Derby wrote to Haig (5 March) that Gough did "not have the confidence of the troops he commands", that Lloyd George had "spoken to (Haig) on the subject" and that his letter was an "indefinite order" which Haig could use as "a loophole" to remove Gough. It is unlikely that Derby, a Conservative, was much influenced by Liberal MPs who remembered the Curragh incident, but he may well have been influenced by Henry Wilson. Lord Bertie (British Ambassador to Paris) suggested to Haig (5 March) that Gough be appointed governor of Gibraltar. Haig ignored both suggestions.

Gough was active in inspecting units to encourage the construction of defences. When he visited Divisional HQ of 16th Irish Division on 14 March Maj-Gen Charles Hull suggested strengthening the battle (second) zone, but Gough replied "The Germans are not going to break my line".

Haig inspected the front with Gough (7 March). From north to south Fifth Army then consisted of Walter Congreve's VII Corps, Herbert Watts' XIX Corps (containing 66th Division now commanded by Neill Malcolm), Ivor Maxse's XVIII Corps and III Corps. The latter was commanded by Richard Butler, recently removed as Deputy Chief of Staff BEF, and who had never before commanded a large formation in battle but was now holding the weakest part of the front. None of these corps had any division in reserve. After this inspection Haig released 39th Division (north of Péronne) to control of Fifth Army, and brought 50th Division, still in GHQ Reserve, down from Flanders to a point 30 mi west of St Quentin – given the 24 hours' notice required, it would take two and a half days to reach the front when needed. Gough also requested that men from 20th (still in GHQ Reserve behind his front) and 50th Divisions be used to help dig defences, but this was vetoed by GHQ.

Gough had a reasonable idea of the size and timing of the German attack from air reconnaissance and interrogation of prisoners, although many at GHQ believed the attack would not be until a few days or weeks. Lawrence was in the habit of referring to Gough as "young Goughie", although the latter was his senior in rank (Note: Lawrence, Haig's contemporary, had left the Army after the Boer War when Haig, not himself, was given command of the 17th Lancers.) Farrar-Hockley argues that Lawrence and Davidson were personally unsympathetic to Gough and in early 1918 effectively starved him of reinforcements which Haig might, if asked, have agreed to send. He argues that Gough ought to have demanded to speak to Haig personally, which was his right but not the etiquette of the time. On the evening of Tuesday 19 March Lawrence ("purring on the telephone like a damned pussycat") once again refused permission to move up the 20th and 50th Divisions.

A data block
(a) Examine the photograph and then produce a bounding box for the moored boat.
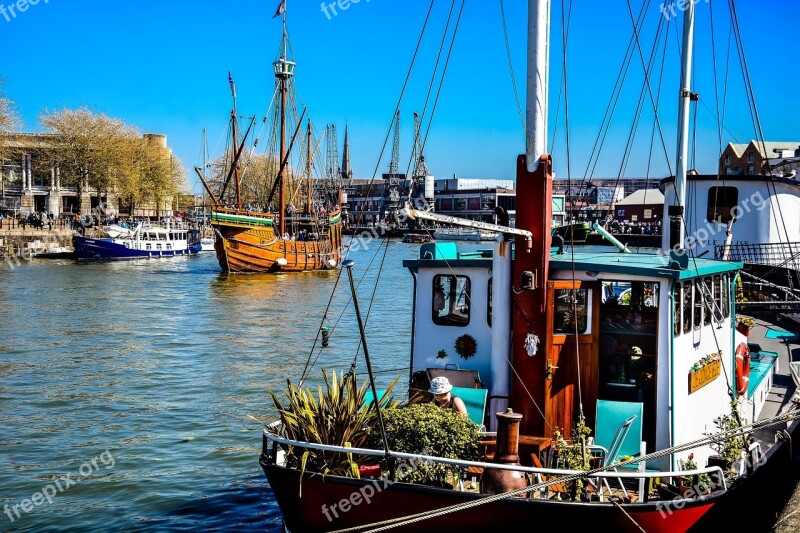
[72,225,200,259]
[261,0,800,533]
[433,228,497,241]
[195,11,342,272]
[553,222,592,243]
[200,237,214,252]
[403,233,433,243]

Exercise set
1. Change "moored boat" to "anchored boat" in the listing under Block 1, keeping every other word and line the same. Leave the pictures out of your version.
2. Carry the passage about Gough and the Fifth Army in March 1918 further, starting after its final sentence.

Task-by-task outputs
1.
(a) Examine the photograph and then produce a bounding box for the anchored boat.
[72,225,200,259]
[261,0,800,533]
[433,228,497,241]
[195,11,342,272]
[553,222,592,243]
[200,237,214,252]
[403,233,433,243]

2.
====21 March====
The German attack began at 4:40 am on 21 March; Gough, Beddington and other rear echelon officers recorded being awakened at around 5:10 am, when British artillery, hampered by the fog, began to return fire. The Germans had over 8,000 guns and trench mortars. (Note: As opposed to the few hundred of the disastrously ineffective British attack of 1 July 1916.) Much of the German bombardment (described by eyewitnesses as "a wall of orange flame" and "a sea of fire") concentrated on British headquarters and communications, while pauses were left in the bombardment of the British front lines to tempt the defenders out of their shelters. Gas was also used, although mustard gas was not used in areas through which German troops were to pass. 19 German divisions assaulted six of Julian Byng's Third Army, while 43 German divisions attacked Fifth Army (13 divisions plus 2 in GHQ Reserve). Many British divisions were at little more than half strength, and none more than two-thirds, giving the Germans a 4:1 numerical superiority on Byng's front and over 8:1 on Gough's.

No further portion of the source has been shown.